(Image items on named regions)
::::

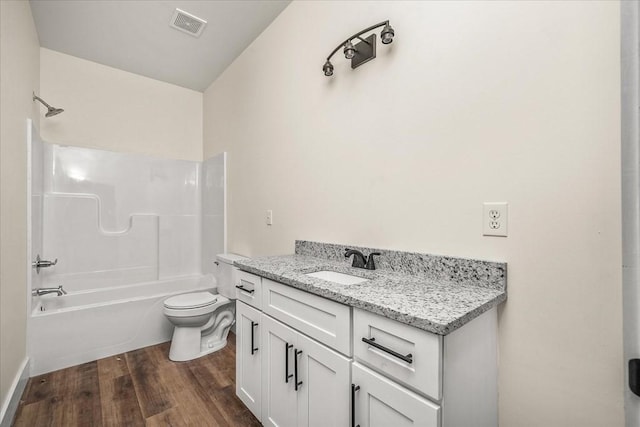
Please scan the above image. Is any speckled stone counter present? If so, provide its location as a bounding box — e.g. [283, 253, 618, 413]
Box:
[235, 240, 507, 335]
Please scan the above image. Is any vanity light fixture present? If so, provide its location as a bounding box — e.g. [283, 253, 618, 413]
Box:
[322, 21, 395, 77]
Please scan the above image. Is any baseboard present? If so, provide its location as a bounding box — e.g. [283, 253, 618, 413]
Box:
[0, 358, 29, 427]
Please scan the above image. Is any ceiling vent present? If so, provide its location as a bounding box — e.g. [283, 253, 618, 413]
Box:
[169, 9, 207, 37]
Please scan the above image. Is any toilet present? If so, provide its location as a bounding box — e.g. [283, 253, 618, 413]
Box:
[164, 254, 247, 362]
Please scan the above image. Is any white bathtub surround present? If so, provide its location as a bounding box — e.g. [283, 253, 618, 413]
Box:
[37, 144, 202, 292]
[29, 275, 216, 376]
[200, 153, 227, 273]
[28, 135, 230, 375]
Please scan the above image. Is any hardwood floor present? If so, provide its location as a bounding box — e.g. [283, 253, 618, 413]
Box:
[13, 333, 260, 427]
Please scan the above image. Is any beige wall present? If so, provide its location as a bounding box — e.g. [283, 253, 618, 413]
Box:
[40, 48, 202, 160]
[204, 1, 623, 427]
[0, 0, 40, 412]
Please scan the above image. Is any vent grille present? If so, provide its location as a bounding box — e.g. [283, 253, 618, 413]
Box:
[169, 9, 207, 37]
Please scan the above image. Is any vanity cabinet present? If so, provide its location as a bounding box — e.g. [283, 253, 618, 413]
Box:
[236, 272, 498, 427]
[352, 308, 498, 427]
[236, 301, 263, 419]
[262, 314, 351, 427]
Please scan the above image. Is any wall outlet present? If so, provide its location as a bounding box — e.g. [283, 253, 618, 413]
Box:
[482, 202, 508, 237]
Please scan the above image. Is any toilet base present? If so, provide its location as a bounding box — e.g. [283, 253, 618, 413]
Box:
[169, 312, 234, 362]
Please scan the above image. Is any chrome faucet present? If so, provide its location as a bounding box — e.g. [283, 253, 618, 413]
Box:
[344, 248, 367, 268]
[31, 285, 67, 297]
[344, 248, 380, 270]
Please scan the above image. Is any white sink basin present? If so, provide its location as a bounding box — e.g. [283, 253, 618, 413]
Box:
[305, 270, 369, 285]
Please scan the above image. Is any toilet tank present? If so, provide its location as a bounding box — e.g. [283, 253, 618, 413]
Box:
[214, 254, 248, 299]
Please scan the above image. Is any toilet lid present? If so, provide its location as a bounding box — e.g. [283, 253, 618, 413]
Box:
[164, 292, 218, 308]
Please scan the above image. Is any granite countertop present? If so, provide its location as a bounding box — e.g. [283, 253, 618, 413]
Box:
[235, 241, 507, 335]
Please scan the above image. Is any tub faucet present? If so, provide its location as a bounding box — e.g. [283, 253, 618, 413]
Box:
[31, 285, 67, 297]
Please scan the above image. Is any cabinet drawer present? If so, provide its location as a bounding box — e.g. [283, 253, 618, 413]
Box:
[235, 271, 262, 310]
[353, 309, 442, 400]
[352, 363, 440, 427]
[262, 279, 351, 356]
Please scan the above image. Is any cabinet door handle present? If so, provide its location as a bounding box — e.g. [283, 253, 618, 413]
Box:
[284, 342, 293, 383]
[629, 359, 640, 396]
[236, 285, 256, 294]
[251, 320, 258, 355]
[351, 384, 360, 427]
[293, 349, 302, 391]
[362, 337, 413, 363]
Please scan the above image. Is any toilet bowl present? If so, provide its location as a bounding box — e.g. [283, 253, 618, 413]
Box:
[164, 254, 246, 362]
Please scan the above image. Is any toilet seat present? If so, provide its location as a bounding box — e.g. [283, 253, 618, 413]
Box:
[164, 292, 220, 310]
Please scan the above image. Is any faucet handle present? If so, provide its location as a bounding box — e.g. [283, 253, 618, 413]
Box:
[364, 252, 380, 270]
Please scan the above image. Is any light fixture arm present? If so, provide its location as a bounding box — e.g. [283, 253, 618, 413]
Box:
[327, 20, 389, 61]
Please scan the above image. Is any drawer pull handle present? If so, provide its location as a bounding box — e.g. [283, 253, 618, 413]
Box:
[293, 349, 302, 391]
[351, 383, 360, 427]
[251, 320, 258, 356]
[284, 342, 293, 383]
[362, 337, 413, 363]
[236, 285, 256, 294]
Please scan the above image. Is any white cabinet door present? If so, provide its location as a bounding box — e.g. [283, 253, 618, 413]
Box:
[236, 301, 262, 420]
[352, 363, 440, 427]
[296, 334, 351, 427]
[260, 314, 298, 427]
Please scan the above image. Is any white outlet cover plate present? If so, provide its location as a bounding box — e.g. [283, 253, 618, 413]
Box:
[482, 202, 509, 237]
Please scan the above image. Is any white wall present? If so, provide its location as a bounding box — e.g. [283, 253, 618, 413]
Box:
[0, 1, 39, 421]
[40, 48, 202, 161]
[204, 1, 624, 427]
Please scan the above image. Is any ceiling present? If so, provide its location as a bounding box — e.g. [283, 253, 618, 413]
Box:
[30, 0, 290, 92]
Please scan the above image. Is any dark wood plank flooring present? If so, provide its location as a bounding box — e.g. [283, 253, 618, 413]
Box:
[13, 333, 260, 427]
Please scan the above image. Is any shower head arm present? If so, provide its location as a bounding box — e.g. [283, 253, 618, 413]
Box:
[33, 92, 53, 110]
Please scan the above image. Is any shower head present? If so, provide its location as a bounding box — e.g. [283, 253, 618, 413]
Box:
[44, 107, 64, 117]
[33, 93, 64, 117]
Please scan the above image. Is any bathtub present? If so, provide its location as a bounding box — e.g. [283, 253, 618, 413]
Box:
[29, 275, 216, 376]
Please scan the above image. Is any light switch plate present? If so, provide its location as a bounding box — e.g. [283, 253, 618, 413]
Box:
[482, 202, 509, 237]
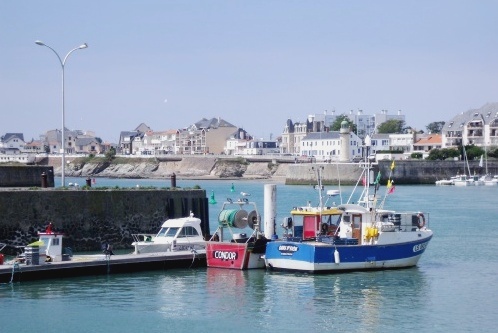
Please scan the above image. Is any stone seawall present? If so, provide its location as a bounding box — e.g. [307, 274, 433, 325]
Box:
[41, 155, 498, 184]
[0, 165, 54, 187]
[0, 189, 209, 253]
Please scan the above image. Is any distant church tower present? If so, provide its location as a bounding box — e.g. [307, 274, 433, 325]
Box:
[339, 120, 350, 162]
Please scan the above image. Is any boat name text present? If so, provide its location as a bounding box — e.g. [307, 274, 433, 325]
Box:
[213, 251, 237, 260]
[278, 245, 299, 256]
[413, 242, 429, 252]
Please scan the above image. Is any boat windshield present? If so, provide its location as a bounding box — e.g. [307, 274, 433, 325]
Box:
[165, 227, 180, 237]
[156, 227, 180, 237]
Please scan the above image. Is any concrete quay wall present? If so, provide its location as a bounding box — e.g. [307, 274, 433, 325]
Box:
[39, 155, 498, 184]
[0, 189, 209, 254]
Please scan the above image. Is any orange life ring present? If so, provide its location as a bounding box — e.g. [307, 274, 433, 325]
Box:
[417, 213, 425, 229]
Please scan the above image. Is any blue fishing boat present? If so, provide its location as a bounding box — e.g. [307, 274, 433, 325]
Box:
[265, 138, 433, 273]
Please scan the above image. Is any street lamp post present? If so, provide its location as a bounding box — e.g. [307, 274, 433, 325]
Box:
[35, 40, 88, 187]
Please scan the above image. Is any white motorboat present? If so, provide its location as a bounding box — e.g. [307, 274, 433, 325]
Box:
[265, 136, 433, 273]
[132, 213, 206, 254]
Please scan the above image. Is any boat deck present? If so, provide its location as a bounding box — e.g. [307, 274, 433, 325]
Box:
[0, 251, 206, 283]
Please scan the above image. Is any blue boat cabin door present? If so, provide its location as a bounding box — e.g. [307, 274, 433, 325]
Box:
[351, 214, 361, 240]
[303, 215, 320, 239]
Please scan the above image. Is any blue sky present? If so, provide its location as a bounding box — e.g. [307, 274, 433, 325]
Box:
[0, 0, 498, 142]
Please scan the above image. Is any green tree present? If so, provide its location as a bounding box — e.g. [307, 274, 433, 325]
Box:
[377, 119, 405, 134]
[486, 146, 498, 158]
[330, 114, 357, 133]
[462, 145, 484, 161]
[425, 121, 445, 134]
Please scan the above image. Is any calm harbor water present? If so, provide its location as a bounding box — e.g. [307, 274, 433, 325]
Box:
[0, 178, 498, 333]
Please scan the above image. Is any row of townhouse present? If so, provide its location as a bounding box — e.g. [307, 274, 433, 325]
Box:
[0, 129, 111, 156]
[4, 103, 498, 160]
[118, 118, 278, 155]
[280, 115, 442, 161]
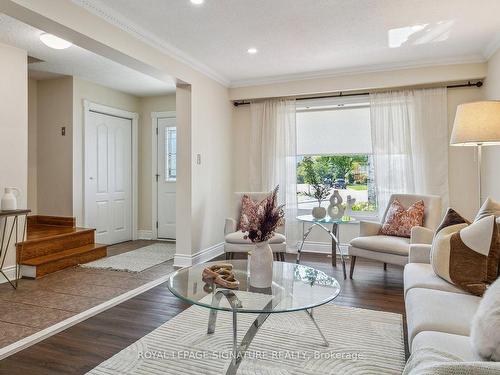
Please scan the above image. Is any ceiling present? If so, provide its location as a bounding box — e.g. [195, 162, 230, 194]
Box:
[0, 13, 175, 96]
[73, 0, 500, 86]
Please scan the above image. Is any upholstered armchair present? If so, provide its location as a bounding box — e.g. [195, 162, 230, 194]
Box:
[224, 192, 286, 260]
[348, 194, 441, 279]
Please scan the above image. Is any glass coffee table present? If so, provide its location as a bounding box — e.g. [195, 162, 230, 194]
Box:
[167, 260, 340, 375]
[296, 215, 358, 280]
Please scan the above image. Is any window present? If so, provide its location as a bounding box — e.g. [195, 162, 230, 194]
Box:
[165, 127, 177, 181]
[297, 98, 377, 216]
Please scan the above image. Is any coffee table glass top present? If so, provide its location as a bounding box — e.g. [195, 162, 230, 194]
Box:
[297, 215, 357, 224]
[167, 260, 340, 313]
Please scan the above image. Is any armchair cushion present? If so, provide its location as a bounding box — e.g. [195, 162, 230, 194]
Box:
[225, 230, 286, 245]
[350, 235, 410, 256]
[380, 199, 425, 237]
[236, 194, 266, 230]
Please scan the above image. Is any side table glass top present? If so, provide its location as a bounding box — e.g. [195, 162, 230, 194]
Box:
[167, 260, 340, 313]
[297, 215, 358, 224]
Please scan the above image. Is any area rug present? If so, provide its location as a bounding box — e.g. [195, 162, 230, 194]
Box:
[88, 304, 405, 375]
[80, 242, 175, 272]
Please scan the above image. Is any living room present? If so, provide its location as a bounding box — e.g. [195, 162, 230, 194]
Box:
[0, 0, 500, 375]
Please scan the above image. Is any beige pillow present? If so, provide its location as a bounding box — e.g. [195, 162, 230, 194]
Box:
[431, 208, 498, 296]
[474, 197, 500, 282]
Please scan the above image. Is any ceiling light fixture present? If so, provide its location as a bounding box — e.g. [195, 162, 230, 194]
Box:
[40, 33, 73, 49]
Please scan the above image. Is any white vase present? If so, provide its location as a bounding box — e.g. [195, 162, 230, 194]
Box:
[0, 188, 20, 211]
[249, 241, 273, 288]
[328, 190, 345, 219]
[312, 207, 326, 220]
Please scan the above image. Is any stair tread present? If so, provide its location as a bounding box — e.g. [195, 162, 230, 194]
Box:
[18, 225, 95, 245]
[21, 243, 107, 266]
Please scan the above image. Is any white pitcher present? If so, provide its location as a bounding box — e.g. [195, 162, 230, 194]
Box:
[1, 188, 21, 211]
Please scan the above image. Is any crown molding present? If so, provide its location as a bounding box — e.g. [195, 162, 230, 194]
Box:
[483, 32, 500, 60]
[71, 0, 492, 88]
[229, 55, 487, 88]
[71, 0, 230, 86]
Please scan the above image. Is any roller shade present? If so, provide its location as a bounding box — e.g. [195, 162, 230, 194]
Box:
[297, 107, 372, 155]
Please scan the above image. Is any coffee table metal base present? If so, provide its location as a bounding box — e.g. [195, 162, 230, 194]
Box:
[207, 289, 329, 375]
[296, 222, 347, 280]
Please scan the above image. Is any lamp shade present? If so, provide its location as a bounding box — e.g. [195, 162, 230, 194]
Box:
[450, 100, 500, 146]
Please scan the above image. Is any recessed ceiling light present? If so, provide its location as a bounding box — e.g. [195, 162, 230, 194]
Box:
[40, 33, 73, 49]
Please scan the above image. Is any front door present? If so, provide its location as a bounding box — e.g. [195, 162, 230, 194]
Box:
[156, 117, 177, 239]
[85, 111, 132, 244]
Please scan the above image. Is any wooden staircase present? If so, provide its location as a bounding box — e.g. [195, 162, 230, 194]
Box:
[16, 216, 106, 278]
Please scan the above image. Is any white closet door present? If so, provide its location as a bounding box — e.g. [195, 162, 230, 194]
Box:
[157, 118, 177, 239]
[85, 112, 132, 244]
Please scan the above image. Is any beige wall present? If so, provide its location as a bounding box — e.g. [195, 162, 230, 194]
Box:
[37, 77, 73, 216]
[138, 94, 175, 231]
[0, 0, 231, 264]
[0, 44, 28, 270]
[72, 77, 139, 225]
[28, 77, 175, 234]
[28, 78, 38, 214]
[448, 88, 485, 220]
[481, 49, 500, 201]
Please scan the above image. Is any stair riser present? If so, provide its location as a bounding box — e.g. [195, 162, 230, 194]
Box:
[30, 247, 106, 278]
[17, 231, 94, 261]
[28, 215, 76, 231]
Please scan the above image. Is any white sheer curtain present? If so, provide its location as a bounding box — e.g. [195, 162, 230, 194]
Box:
[249, 99, 298, 246]
[370, 88, 449, 213]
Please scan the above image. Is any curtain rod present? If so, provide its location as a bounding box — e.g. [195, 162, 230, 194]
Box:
[233, 81, 483, 107]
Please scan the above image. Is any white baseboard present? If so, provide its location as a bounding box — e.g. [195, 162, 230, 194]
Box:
[137, 229, 153, 240]
[174, 242, 224, 267]
[0, 266, 16, 284]
[288, 241, 347, 254]
[0, 275, 170, 360]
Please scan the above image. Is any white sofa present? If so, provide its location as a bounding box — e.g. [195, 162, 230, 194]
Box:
[404, 244, 500, 374]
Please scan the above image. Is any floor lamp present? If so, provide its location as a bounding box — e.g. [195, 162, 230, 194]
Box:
[450, 100, 500, 207]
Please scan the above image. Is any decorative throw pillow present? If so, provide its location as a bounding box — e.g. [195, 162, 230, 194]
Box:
[470, 279, 500, 362]
[380, 199, 424, 238]
[431, 208, 498, 296]
[236, 194, 267, 232]
[474, 198, 500, 283]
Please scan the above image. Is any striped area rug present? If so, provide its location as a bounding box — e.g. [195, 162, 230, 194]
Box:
[88, 304, 405, 375]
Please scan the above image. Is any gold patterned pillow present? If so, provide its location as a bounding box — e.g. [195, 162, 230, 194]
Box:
[380, 199, 424, 238]
[431, 208, 498, 296]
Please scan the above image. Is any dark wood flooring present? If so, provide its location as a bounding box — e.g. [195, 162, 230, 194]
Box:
[0, 248, 406, 375]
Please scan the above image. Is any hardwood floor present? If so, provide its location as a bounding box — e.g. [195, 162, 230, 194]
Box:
[0, 248, 406, 375]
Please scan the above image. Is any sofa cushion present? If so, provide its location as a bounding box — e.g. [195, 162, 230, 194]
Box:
[405, 288, 481, 347]
[411, 331, 480, 361]
[403, 263, 467, 295]
[225, 230, 286, 245]
[471, 279, 500, 362]
[350, 235, 410, 255]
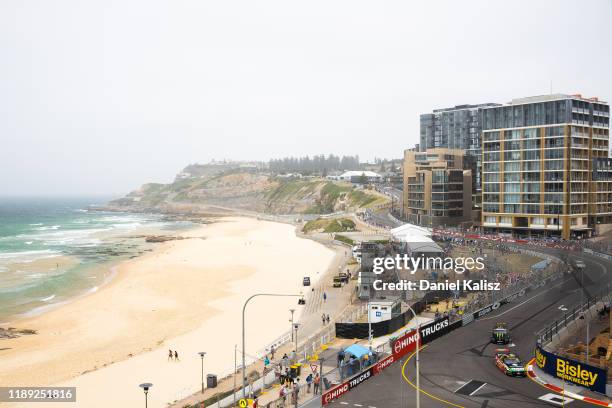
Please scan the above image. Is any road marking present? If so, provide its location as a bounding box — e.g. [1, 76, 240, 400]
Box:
[538, 394, 574, 406]
[402, 345, 465, 408]
[478, 278, 570, 320]
[455, 380, 487, 396]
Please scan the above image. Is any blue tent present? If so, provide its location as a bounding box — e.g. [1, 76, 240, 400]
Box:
[344, 344, 372, 358]
[531, 259, 550, 272]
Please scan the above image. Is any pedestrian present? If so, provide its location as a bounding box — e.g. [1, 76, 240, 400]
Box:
[306, 373, 312, 394]
[312, 373, 321, 395]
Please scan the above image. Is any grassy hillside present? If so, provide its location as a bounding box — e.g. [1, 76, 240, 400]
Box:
[302, 218, 355, 233]
[110, 165, 385, 214]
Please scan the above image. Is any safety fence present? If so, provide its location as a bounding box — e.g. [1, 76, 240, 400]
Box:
[321, 274, 560, 405]
[536, 286, 611, 347]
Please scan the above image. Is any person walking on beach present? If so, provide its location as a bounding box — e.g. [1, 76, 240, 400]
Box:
[312, 373, 321, 395]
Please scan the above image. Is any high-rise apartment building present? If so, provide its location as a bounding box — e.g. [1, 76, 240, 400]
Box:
[482, 94, 612, 239]
[419, 103, 499, 204]
[403, 148, 472, 226]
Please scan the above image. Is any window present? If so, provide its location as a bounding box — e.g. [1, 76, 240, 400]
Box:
[504, 172, 521, 182]
[504, 162, 520, 171]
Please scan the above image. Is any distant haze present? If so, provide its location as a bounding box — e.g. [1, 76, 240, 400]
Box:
[0, 0, 612, 195]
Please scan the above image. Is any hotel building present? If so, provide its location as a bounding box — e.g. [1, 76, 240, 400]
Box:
[403, 148, 472, 226]
[482, 94, 612, 239]
[419, 103, 500, 206]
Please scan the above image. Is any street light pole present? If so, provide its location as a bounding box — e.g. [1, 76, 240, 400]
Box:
[242, 293, 303, 398]
[408, 304, 421, 408]
[198, 351, 206, 394]
[367, 300, 372, 349]
[289, 309, 295, 341]
[293, 323, 300, 358]
[139, 383, 153, 408]
[232, 344, 238, 406]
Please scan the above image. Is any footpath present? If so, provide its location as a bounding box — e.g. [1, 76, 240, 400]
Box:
[168, 233, 360, 408]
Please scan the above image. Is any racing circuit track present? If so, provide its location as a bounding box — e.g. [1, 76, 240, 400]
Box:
[322, 247, 612, 408]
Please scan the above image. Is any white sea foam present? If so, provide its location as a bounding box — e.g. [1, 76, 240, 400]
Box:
[34, 225, 61, 231]
[0, 249, 60, 262]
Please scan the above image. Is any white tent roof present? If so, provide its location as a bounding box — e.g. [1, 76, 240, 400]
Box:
[391, 224, 431, 238]
[340, 170, 381, 178]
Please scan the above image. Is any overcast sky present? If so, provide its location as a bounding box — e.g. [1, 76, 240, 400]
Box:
[0, 0, 612, 195]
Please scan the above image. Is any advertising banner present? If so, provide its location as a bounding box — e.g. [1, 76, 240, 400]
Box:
[535, 347, 607, 394]
[421, 317, 450, 344]
[321, 366, 372, 405]
[393, 330, 419, 360]
[372, 355, 396, 375]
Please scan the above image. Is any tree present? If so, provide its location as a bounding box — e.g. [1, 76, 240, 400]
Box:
[359, 173, 368, 186]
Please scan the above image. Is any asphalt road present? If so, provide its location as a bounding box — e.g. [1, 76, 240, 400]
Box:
[320, 245, 612, 408]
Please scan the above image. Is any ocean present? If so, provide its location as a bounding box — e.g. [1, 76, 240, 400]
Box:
[0, 197, 193, 324]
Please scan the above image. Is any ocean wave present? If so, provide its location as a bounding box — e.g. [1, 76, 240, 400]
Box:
[34, 225, 61, 231]
[0, 249, 60, 262]
[16, 228, 111, 244]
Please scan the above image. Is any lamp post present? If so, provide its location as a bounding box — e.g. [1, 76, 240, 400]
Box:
[408, 304, 421, 408]
[198, 351, 206, 394]
[293, 323, 300, 356]
[242, 293, 306, 398]
[139, 383, 153, 408]
[232, 344, 238, 406]
[289, 309, 295, 341]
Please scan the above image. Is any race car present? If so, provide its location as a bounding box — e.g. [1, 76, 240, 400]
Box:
[495, 349, 527, 377]
[491, 323, 510, 344]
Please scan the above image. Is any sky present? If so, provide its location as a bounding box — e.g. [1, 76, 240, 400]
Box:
[0, 0, 612, 196]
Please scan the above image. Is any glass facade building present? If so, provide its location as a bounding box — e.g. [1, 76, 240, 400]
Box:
[419, 103, 500, 205]
[403, 148, 472, 226]
[482, 94, 612, 239]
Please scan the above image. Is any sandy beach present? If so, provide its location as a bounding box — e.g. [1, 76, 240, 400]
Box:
[0, 218, 334, 407]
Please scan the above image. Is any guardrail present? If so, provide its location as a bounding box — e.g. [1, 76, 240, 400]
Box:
[536, 286, 611, 347]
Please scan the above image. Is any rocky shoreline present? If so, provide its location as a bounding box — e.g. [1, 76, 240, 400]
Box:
[0, 327, 36, 339]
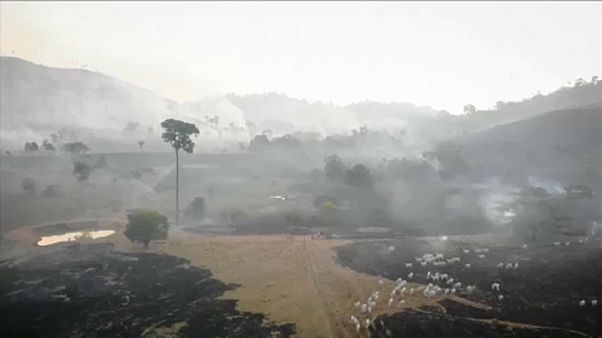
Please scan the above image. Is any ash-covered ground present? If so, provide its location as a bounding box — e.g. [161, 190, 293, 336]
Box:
[338, 239, 602, 337]
[0, 244, 295, 337]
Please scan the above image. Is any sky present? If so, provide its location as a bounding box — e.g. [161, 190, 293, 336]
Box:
[0, 1, 602, 113]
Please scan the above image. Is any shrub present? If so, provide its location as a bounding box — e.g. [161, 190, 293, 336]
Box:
[124, 210, 169, 248]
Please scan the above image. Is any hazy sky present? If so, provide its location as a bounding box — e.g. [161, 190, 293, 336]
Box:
[0, 2, 602, 113]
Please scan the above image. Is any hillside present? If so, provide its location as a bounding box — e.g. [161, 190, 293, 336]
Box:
[0, 57, 602, 152]
[460, 105, 602, 185]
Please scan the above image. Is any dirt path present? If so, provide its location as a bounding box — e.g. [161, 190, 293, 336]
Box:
[1, 222, 492, 337]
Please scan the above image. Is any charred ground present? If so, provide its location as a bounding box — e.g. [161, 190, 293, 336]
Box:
[0, 244, 295, 337]
[338, 240, 602, 337]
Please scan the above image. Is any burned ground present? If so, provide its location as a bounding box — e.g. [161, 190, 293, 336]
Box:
[338, 240, 602, 337]
[0, 244, 294, 337]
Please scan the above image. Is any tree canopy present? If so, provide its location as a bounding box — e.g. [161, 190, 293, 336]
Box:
[124, 210, 169, 248]
[161, 119, 199, 153]
[73, 162, 94, 183]
[63, 141, 90, 154]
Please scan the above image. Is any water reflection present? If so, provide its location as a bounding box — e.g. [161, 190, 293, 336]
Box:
[37, 230, 115, 246]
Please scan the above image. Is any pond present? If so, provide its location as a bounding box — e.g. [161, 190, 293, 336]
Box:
[36, 230, 115, 246]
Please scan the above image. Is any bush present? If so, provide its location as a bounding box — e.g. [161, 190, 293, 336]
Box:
[124, 210, 169, 248]
[344, 164, 372, 188]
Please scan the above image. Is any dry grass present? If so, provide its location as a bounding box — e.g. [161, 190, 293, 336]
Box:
[3, 220, 448, 337]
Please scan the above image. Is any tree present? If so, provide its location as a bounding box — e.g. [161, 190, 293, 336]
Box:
[344, 164, 372, 188]
[123, 210, 169, 248]
[21, 177, 36, 195]
[42, 140, 56, 151]
[314, 195, 337, 209]
[161, 119, 199, 224]
[63, 141, 90, 155]
[25, 142, 40, 151]
[324, 155, 345, 183]
[184, 197, 205, 220]
[464, 104, 477, 114]
[73, 162, 94, 186]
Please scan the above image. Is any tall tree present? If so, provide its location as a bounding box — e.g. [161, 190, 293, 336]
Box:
[161, 119, 199, 224]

::::

### YOUR OBJECTIVE
Format the items as a Markdown table with columns Row and Line, starting at the beginning of the items and ending at the line containing "[235, 240, 507, 335]", with blank lines skipped and pictures left out.

### SOLVED EXERCISE
| Row | Line |
|---|---|
| 1 | Please scan the above image. Is any speckled stone counter present? If so, provide its location as a bounding box — e.g. [283, 253, 618, 413] |
| 2 | Box: |
| 3 | [235, 240, 507, 335] |